» **PROBLEM**
Transcribe each entry so that nothing differs from the original.

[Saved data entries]
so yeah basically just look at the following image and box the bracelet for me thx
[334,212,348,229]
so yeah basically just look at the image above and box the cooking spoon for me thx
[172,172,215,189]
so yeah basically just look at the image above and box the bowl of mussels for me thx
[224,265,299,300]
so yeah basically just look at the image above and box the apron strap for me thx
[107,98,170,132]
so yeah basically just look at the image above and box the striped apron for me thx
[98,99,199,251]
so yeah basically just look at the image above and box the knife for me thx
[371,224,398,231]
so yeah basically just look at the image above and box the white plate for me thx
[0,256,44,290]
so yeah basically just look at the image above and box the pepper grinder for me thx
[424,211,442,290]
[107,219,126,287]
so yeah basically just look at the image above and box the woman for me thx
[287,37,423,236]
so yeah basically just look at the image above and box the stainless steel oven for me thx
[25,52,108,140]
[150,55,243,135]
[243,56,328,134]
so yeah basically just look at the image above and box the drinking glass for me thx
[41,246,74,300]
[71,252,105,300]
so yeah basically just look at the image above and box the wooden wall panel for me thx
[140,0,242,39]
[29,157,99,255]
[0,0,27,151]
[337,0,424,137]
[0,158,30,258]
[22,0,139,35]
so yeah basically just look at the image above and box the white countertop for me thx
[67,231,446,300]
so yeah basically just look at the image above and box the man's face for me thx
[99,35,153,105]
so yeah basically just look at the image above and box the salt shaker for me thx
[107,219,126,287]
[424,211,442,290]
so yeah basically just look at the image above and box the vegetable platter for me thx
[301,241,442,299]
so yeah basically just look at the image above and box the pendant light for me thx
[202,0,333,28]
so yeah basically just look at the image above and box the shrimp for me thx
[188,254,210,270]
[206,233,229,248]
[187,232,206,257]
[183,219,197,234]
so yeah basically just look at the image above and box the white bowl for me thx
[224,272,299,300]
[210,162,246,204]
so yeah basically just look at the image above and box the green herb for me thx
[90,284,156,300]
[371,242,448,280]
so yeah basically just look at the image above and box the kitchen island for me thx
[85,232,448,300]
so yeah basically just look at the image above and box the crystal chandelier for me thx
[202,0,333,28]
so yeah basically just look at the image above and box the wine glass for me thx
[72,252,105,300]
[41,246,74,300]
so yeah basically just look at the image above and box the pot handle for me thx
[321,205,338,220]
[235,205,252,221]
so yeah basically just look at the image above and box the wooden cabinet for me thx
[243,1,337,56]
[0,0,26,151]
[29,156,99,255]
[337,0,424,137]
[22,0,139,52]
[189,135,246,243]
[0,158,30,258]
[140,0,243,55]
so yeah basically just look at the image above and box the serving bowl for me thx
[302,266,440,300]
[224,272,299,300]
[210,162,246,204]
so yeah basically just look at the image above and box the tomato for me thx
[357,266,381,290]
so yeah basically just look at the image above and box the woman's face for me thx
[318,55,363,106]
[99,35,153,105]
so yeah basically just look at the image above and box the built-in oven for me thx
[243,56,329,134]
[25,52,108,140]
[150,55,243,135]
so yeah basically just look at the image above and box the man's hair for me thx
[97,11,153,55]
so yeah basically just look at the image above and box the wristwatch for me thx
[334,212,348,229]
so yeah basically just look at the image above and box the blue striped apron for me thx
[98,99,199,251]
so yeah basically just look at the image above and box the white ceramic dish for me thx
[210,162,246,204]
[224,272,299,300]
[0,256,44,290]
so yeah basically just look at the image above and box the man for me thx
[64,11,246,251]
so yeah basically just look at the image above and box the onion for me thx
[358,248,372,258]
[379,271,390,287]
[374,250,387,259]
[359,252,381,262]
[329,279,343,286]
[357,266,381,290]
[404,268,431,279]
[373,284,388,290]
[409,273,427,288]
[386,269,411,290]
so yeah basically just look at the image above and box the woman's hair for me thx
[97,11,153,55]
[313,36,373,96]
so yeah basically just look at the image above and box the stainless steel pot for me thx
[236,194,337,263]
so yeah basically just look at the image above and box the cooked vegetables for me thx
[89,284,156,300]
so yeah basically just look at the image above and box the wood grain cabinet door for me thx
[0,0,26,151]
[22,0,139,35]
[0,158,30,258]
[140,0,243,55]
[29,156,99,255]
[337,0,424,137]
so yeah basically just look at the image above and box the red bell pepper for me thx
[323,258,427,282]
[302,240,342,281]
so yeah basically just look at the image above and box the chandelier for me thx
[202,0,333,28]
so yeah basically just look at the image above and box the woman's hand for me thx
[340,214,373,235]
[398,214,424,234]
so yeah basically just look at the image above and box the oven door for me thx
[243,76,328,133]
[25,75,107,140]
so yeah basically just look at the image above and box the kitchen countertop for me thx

» **RESULT OF THE TASK**
so yeah basically just look at the following image and box the bracelet for me thx
[334,212,348,229]
so yeah basically just look at the image above and box the cooking spoon for me thx
[172,172,215,189]
so yeah basically just look at the image above and box the bowl of mussels for me thx
[224,265,299,300]
so yeah basically just look at the image above and box the apron strap for me thx
[107,98,170,132]
so yeah basically just look at the image above and box the striped apron for me thx
[98,99,199,251]
so yeah basically just look at the image above and box the knife for me thx
[371,224,398,231]
so yeah basically just look at the image above and box the white plate for me thx
[0,256,44,290]
so yeah basically just look at the image above and box the pepper grinder for me thx
[424,211,442,290]
[107,219,126,287]
so yeah basically just look at the image above and box the woman for me thx
[287,37,423,236]
so yeah basically just look at the image above and box the stainless steel oven for me thx
[25,52,108,140]
[150,55,243,135]
[243,56,328,134]
so yeah basically just look at the image above and box the drinking glass for me thx
[41,246,74,300]
[71,252,105,300]
so yeah basically just look at the image above and box the wooden wall panel for me thx
[140,0,242,39]
[29,157,99,255]
[0,0,27,151]
[337,0,424,137]
[0,158,30,258]
[22,0,139,35]
so yeah basically just look at the image above and box the white countertop for me thx
[67,231,446,300]
so yeah basically just look at the image above and box the man's face for me thx
[99,35,153,105]
so yeah basically just look at the image above and box the salt shaker for me thx
[107,219,126,287]
[424,211,442,290]
so yeah basically just look at the image above and box the vegetable platter for me thx
[301,241,442,299]
so yeah basically just look at the image above and box the pendant light for me thx
[202,0,333,28]
so yeah basically just look at the image above and box the shrimp for me thx
[188,254,210,270]
[206,233,229,248]
[187,232,206,257]
[183,219,197,234]
so yeah basically just look at the image above and box the white bowl for me thx
[224,272,299,300]
[210,162,246,204]
so yeah basically just look at the image above and box the green herb for me thx
[90,284,156,300]
[371,242,448,280]
so yeah basically just look at the image above and box the kitchen island for me thx
[85,232,448,300]
so yeah basically just look at the image above and box the crystal chandelier for me thx
[202,0,333,28]
so yeah basically just look at the image above and box the wine glass for me thx
[72,252,105,300]
[41,246,74,300]
so yeah basically just look at the image above and box the pot handle for me thx
[321,205,338,220]
[235,205,252,221]
so yeah basically just look at the image above and box the wooden cabinet for me thx
[243,1,337,56]
[0,0,26,151]
[29,156,99,255]
[337,0,424,137]
[22,0,139,52]
[189,135,246,243]
[0,158,30,258]
[140,0,243,55]
so yeah basically just look at the image above and box the serving bowl for me thx
[302,266,440,300]
[224,272,299,300]
[210,162,246,204]
so yeah basically just look at the image above and box the tomato for me thx
[357,266,381,290]
so yeah basically just look at the image above and box the woman's face for me thx
[318,55,363,106]
[99,35,153,105]
so yeah basically just look at the image above and box the built-in oven for me thx
[243,56,329,134]
[25,52,108,140]
[150,55,243,135]
so yeah basically just look at the image above and box the man's hair for me thx
[97,11,153,55]
so yeah basically just look at the image above and box the wristwatch for me thx
[334,212,348,229]
so yeah basically just look at the image above and box the blue striped apron for me thx
[98,99,199,251]
so yeah basically just look at the image above and box the white ceramic dish for me thx
[210,162,246,204]
[224,272,299,300]
[0,256,44,290]
so yeah basically just look at the image above and box the man for me thx
[64,11,246,251]
so yeah basically just look at the image above and box the onion for me thx
[358,248,372,258]
[379,271,390,287]
[374,250,387,259]
[359,252,381,262]
[329,279,343,286]
[357,266,381,290]
[404,268,431,279]
[373,284,388,290]
[409,273,427,288]
[386,269,411,290]
so yeah basically just look at the image above and box the woman's hair for me thx
[97,11,153,55]
[313,36,373,96]
so yeah basically just look at the image above and box the stainless steel pot for me thx
[236,194,337,263]
so yeah basically just look at the image above and box the cooked vegetables for me thx
[89,284,156,300]
so yeah basically just look at the image above and box the wood grain cabinet door for me thx
[0,0,26,151]
[22,0,139,35]
[0,158,30,258]
[140,0,243,55]
[29,156,99,255]
[337,0,424,137]
so yeah basically just look at the image above and box the red bell pepper for me thx
[323,258,427,282]
[302,240,342,281]
so yeah basically just look at the image above and box the chandelier for me thx
[202,0,333,28]
so yeah basically just look at the image above and box the woman's hand for me thx
[340,214,373,235]
[398,214,424,234]
so yeah basically just look at the image above and box the oven door for me thx
[243,76,328,133]
[25,75,107,140]
so yeah basically just look at the image above and box the kitchen countertop for me thx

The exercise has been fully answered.